[BEGIN Dataset]
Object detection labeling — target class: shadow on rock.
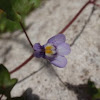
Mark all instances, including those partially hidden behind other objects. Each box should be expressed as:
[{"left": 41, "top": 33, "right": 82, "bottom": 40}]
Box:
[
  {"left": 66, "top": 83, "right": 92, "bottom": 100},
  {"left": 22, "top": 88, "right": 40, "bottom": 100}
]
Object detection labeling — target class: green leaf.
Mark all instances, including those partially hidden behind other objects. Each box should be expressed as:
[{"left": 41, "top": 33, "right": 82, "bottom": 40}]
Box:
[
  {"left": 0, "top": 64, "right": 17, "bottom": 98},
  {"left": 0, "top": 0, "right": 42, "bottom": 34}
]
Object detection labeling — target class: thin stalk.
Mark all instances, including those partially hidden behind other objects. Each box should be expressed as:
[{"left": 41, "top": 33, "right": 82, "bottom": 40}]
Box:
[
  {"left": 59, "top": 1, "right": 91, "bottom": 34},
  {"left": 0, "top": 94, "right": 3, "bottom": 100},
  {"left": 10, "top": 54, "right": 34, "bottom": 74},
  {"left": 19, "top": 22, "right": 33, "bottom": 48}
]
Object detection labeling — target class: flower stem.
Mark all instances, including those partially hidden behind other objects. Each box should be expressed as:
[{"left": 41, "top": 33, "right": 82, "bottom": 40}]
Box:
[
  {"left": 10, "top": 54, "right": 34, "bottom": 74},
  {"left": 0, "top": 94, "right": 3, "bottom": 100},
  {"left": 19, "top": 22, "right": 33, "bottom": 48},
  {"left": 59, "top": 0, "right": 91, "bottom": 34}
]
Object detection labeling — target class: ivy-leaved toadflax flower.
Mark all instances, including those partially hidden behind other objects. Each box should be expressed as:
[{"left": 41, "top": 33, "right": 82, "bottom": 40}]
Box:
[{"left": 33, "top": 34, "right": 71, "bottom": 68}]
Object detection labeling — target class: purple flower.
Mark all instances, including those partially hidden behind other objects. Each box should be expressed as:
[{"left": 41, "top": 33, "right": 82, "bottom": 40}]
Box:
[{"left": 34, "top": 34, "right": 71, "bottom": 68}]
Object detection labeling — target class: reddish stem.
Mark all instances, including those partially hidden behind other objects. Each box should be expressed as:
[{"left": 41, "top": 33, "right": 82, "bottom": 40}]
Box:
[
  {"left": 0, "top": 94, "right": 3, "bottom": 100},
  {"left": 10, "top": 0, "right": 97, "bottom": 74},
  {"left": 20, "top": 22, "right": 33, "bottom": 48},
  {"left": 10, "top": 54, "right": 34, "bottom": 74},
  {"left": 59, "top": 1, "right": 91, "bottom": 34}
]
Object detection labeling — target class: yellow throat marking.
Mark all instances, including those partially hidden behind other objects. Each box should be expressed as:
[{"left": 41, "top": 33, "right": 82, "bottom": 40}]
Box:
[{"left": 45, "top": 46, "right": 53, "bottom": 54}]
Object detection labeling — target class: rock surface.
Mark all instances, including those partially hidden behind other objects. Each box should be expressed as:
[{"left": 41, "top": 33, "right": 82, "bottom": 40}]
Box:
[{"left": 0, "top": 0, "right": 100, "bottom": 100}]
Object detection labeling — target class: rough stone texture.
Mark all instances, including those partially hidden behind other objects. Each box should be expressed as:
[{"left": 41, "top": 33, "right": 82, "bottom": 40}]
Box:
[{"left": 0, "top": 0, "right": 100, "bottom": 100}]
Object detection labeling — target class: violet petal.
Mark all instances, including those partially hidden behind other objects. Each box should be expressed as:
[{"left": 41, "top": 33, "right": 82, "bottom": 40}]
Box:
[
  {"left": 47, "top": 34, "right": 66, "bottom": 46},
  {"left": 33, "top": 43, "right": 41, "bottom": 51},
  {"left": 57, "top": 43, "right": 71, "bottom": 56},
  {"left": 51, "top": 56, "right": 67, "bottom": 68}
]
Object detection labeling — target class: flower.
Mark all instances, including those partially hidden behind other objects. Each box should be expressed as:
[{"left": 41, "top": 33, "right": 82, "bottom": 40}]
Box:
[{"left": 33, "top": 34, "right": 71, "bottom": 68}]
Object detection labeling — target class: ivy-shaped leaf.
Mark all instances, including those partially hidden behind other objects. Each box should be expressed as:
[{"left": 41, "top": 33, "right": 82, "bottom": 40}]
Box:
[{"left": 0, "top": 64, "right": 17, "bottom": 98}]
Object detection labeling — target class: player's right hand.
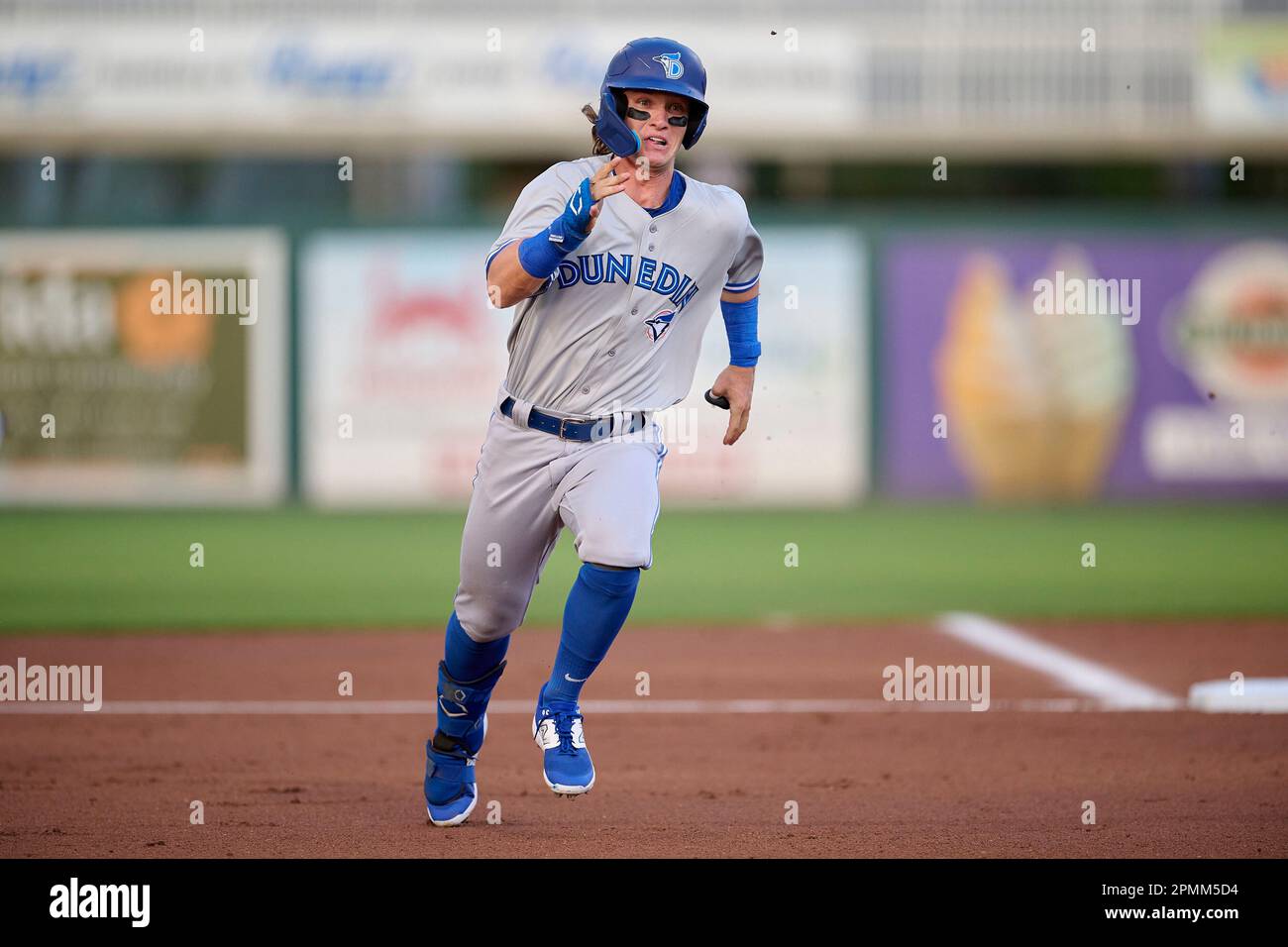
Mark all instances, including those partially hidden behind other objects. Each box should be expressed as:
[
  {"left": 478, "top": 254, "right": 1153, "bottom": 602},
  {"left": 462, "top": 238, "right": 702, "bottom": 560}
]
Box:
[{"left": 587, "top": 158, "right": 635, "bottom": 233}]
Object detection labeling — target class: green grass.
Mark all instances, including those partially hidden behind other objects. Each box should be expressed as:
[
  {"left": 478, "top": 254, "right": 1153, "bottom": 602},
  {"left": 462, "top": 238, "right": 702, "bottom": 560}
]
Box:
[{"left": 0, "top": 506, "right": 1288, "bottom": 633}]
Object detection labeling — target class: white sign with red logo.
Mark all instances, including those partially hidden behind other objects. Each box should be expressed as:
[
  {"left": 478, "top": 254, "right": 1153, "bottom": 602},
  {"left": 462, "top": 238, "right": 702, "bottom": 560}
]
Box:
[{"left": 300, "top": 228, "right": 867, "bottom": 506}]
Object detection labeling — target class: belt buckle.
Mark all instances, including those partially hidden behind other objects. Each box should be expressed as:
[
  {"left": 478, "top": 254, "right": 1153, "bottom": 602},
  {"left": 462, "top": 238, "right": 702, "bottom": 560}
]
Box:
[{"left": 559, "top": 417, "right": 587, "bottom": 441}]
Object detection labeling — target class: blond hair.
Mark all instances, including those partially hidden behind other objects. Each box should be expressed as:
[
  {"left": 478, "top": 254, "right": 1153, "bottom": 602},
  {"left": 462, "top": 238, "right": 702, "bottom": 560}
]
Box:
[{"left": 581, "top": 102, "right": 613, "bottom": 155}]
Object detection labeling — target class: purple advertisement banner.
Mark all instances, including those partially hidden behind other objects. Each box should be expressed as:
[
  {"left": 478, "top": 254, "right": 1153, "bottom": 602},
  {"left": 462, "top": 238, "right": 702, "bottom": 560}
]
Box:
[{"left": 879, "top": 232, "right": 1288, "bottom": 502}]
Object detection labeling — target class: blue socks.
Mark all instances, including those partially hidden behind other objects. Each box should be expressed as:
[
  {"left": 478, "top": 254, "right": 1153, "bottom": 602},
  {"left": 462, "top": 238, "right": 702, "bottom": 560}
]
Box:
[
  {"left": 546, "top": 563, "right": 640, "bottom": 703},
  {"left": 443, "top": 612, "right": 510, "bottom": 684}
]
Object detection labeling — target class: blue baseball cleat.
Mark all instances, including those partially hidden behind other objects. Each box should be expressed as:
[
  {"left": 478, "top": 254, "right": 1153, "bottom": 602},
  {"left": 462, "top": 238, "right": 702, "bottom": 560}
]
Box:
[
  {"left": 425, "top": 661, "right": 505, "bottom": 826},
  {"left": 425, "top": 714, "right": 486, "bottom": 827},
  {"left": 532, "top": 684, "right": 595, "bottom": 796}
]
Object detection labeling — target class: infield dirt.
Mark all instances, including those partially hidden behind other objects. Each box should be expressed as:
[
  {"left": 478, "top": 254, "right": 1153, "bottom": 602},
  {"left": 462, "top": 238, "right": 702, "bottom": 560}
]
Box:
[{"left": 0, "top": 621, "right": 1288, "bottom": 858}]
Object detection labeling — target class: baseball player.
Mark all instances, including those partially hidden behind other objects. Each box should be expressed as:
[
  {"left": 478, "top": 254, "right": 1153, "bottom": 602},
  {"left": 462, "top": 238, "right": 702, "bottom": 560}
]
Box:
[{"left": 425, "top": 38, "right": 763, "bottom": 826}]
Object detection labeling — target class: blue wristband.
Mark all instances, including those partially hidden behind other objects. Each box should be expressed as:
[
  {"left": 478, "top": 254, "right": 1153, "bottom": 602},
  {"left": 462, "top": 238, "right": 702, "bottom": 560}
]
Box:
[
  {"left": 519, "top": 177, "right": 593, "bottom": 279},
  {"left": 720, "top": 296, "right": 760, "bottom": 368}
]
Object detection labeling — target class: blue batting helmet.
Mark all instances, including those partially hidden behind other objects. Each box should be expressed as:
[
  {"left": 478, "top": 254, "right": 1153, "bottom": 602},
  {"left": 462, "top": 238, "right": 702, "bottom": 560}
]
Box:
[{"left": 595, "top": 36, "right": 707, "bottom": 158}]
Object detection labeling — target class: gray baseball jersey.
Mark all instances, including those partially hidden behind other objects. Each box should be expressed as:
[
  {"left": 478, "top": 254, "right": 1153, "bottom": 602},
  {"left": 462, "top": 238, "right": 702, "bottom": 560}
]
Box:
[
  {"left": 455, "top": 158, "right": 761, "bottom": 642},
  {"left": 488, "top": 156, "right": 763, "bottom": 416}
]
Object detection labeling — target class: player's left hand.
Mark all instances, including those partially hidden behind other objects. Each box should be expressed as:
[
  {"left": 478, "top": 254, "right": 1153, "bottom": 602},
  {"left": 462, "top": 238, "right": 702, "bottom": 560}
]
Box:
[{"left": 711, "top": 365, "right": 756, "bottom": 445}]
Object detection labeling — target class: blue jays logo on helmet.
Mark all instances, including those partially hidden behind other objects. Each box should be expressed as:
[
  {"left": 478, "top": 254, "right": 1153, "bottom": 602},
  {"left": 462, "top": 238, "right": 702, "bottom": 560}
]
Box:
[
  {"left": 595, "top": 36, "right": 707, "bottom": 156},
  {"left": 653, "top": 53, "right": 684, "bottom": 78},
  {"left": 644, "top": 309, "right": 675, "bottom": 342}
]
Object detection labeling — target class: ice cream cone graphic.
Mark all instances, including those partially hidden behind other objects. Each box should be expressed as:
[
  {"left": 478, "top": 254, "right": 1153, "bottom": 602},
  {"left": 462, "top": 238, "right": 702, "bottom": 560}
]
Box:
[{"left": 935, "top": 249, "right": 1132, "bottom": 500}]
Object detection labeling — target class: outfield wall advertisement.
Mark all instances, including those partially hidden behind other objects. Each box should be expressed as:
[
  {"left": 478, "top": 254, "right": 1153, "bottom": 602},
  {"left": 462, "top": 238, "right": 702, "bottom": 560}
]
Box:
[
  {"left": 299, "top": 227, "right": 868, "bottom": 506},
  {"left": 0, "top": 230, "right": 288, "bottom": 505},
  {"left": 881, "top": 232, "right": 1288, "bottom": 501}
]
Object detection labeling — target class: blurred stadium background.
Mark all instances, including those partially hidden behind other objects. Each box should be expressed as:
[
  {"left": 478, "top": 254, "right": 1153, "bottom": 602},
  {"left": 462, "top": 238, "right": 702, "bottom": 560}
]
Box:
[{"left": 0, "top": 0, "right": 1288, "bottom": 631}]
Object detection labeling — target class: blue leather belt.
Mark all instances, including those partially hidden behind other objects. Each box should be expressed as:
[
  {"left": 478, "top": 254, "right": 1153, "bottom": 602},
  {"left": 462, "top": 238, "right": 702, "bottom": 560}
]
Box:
[END Dataset]
To do: Your task is to return, exactly and on their own, the lines from the one containing "Object detection labeling — target class: blue leather" through the last line of the listing.

Full answer:
Object detection labeling — target class: blue leather belt.
Mark all instances, including those partially hidden behind other objects. Each box should be expressed as:
[
  {"left": 478, "top": 254, "right": 1153, "bottom": 602},
  {"left": 462, "top": 238, "right": 702, "bottom": 560}
]
Box:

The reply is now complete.